[Records for this task]

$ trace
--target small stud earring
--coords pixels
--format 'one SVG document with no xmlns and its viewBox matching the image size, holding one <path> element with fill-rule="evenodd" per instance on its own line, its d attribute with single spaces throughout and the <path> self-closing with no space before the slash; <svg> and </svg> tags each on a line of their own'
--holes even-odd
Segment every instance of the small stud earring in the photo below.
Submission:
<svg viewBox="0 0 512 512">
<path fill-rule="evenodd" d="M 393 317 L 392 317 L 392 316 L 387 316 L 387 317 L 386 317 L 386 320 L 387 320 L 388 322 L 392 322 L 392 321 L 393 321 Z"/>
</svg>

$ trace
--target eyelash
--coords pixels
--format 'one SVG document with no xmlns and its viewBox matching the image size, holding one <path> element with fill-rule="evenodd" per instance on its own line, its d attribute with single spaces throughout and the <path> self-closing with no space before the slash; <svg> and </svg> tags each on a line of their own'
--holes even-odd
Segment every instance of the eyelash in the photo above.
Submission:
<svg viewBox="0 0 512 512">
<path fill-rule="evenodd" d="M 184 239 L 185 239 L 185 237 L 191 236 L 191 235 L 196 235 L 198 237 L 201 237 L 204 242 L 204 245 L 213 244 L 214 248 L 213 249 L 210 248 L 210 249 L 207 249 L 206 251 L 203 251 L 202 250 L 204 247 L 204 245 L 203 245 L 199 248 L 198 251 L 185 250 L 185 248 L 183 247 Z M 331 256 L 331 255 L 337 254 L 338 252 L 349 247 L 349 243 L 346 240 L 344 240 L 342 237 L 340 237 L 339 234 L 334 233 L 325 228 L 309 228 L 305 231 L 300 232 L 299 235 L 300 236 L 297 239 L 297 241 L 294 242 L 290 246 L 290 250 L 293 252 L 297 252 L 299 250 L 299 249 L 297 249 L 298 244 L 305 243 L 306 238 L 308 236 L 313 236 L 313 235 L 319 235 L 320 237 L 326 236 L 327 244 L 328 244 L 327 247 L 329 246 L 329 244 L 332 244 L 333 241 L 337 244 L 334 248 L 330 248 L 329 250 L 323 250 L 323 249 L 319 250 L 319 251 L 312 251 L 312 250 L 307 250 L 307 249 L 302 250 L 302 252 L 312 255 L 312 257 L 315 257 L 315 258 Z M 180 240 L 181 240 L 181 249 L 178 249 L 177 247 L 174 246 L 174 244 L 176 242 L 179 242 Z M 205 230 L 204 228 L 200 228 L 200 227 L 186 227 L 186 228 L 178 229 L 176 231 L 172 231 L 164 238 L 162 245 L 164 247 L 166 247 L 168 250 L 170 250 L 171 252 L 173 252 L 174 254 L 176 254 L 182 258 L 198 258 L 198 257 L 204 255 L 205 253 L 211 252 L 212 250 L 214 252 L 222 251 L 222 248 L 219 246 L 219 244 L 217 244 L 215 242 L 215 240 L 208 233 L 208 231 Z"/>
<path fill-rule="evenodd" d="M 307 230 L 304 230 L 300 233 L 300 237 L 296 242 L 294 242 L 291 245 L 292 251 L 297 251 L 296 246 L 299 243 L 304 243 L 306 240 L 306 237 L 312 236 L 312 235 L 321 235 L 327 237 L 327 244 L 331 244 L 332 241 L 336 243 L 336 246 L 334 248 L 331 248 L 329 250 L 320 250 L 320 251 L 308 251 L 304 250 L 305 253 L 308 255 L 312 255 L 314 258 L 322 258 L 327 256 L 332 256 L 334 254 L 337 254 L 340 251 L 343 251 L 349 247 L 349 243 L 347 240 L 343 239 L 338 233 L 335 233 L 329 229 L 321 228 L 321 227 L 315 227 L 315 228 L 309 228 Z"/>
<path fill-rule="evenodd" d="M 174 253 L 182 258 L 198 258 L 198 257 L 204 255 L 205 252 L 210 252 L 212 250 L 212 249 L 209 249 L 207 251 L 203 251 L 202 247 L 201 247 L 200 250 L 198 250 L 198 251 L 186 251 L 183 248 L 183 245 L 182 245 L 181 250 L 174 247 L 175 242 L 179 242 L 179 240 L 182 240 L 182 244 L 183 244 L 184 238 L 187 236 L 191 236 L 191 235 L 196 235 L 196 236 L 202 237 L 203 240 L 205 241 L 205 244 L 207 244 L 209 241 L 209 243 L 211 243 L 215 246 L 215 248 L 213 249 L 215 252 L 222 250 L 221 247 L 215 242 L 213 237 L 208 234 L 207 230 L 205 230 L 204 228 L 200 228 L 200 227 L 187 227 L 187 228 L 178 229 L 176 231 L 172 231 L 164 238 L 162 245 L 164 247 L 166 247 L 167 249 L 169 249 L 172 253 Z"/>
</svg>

[/Records for this task]

* [Work item] Could you copy every record above exactly as written?

* [Problem solution]
$ trace
--target small stud earring
--coords pixels
--format 'one SVG document with no xmlns and its viewBox matching the image size, holding one <path> element with fill-rule="evenodd" per instance on its own line, its d attribute with single spaces throughout and the <path> self-closing with no space before the slash; <svg> and </svg> tags each on a line of their own'
--holes even-odd
Segment every instance of the small stud earring in the photo below.
Submission:
<svg viewBox="0 0 512 512">
<path fill-rule="evenodd" d="M 393 317 L 392 317 L 392 316 L 387 316 L 387 317 L 386 317 L 386 320 L 387 320 L 388 322 L 392 322 L 392 321 L 393 321 Z"/>
</svg>

$ trace
--target eyelash
--coords pixels
--format 'one SVG document with no xmlns and its viewBox matching the image size, holding one <path> element with fill-rule="evenodd" per instance on its own line, its d attribute with single spaces throughout and the <path> self-closing with no space before the slash; <svg> and </svg> tags each on a line of their own'
--holes even-odd
Segment every instance of the eyelash in the photo above.
Submission:
<svg viewBox="0 0 512 512">
<path fill-rule="evenodd" d="M 184 239 L 185 239 L 185 237 L 191 236 L 191 235 L 196 235 L 198 237 L 201 237 L 204 242 L 204 245 L 213 244 L 214 248 L 213 249 L 210 248 L 210 249 L 207 249 L 206 251 L 203 251 L 202 250 L 204 247 L 204 245 L 203 245 L 199 248 L 198 251 L 185 250 L 185 248 L 183 247 Z M 331 256 L 331 255 L 337 254 L 338 252 L 349 247 L 349 243 L 346 240 L 344 240 L 342 237 L 340 237 L 339 234 L 334 233 L 325 228 L 309 228 L 305 231 L 300 232 L 299 235 L 300 236 L 297 239 L 297 241 L 294 242 L 290 246 L 290 250 L 293 252 L 297 252 L 299 250 L 299 249 L 297 249 L 298 244 L 305 243 L 306 238 L 308 236 L 313 236 L 313 235 L 319 235 L 320 237 L 326 236 L 327 244 L 328 244 L 327 247 L 329 246 L 329 244 L 332 244 L 333 241 L 337 244 L 334 248 L 330 248 L 329 250 L 323 250 L 323 249 L 319 250 L 319 251 L 312 251 L 312 250 L 307 250 L 307 249 L 302 250 L 302 252 L 312 255 L 312 257 L 315 257 L 315 258 Z M 180 240 L 181 240 L 181 249 L 178 249 L 177 247 L 174 246 L 174 244 L 176 242 L 179 242 Z M 205 230 L 204 228 L 200 228 L 200 227 L 186 227 L 186 228 L 178 229 L 176 231 L 172 231 L 164 238 L 162 245 L 164 247 L 166 247 L 168 250 L 170 250 L 171 252 L 173 252 L 174 254 L 176 254 L 182 258 L 198 258 L 198 257 L 204 255 L 205 253 L 211 252 L 212 250 L 214 252 L 222 251 L 222 248 L 219 246 L 219 244 L 217 244 L 215 242 L 215 240 L 208 233 L 208 231 Z"/>
<path fill-rule="evenodd" d="M 307 230 L 304 230 L 300 233 L 300 237 L 296 242 L 294 242 L 291 245 L 292 251 L 297 251 L 296 246 L 299 243 L 304 243 L 306 240 L 306 237 L 312 236 L 312 235 L 321 235 L 327 237 L 327 244 L 331 244 L 332 241 L 336 243 L 336 246 L 334 248 L 331 248 L 329 250 L 320 250 L 320 251 L 308 251 L 304 250 L 305 253 L 308 255 L 312 255 L 314 258 L 322 258 L 327 256 L 332 256 L 334 254 L 337 254 L 340 251 L 343 251 L 349 247 L 349 243 L 347 240 L 343 239 L 338 233 L 335 233 L 329 229 L 321 228 L 321 227 L 315 227 L 315 228 L 309 228 Z"/>
<path fill-rule="evenodd" d="M 174 253 L 182 258 L 198 258 L 198 257 L 204 255 L 205 252 L 210 252 L 212 250 L 212 249 L 209 249 L 207 251 L 203 251 L 202 247 L 201 247 L 200 250 L 198 250 L 198 251 L 186 251 L 183 248 L 183 245 L 182 245 L 181 250 L 174 247 L 175 242 L 179 242 L 179 240 L 182 240 L 182 244 L 183 244 L 184 238 L 187 236 L 191 236 L 191 235 L 196 235 L 196 236 L 202 237 L 203 240 L 205 241 L 205 244 L 207 244 L 209 241 L 209 243 L 211 243 L 215 246 L 215 248 L 213 249 L 215 252 L 222 250 L 221 247 L 215 242 L 213 237 L 208 234 L 207 230 L 205 230 L 204 228 L 200 228 L 200 227 L 187 227 L 187 228 L 178 229 L 176 231 L 172 231 L 164 238 L 162 245 L 164 247 L 166 247 L 167 249 L 169 249 L 172 253 Z"/>
</svg>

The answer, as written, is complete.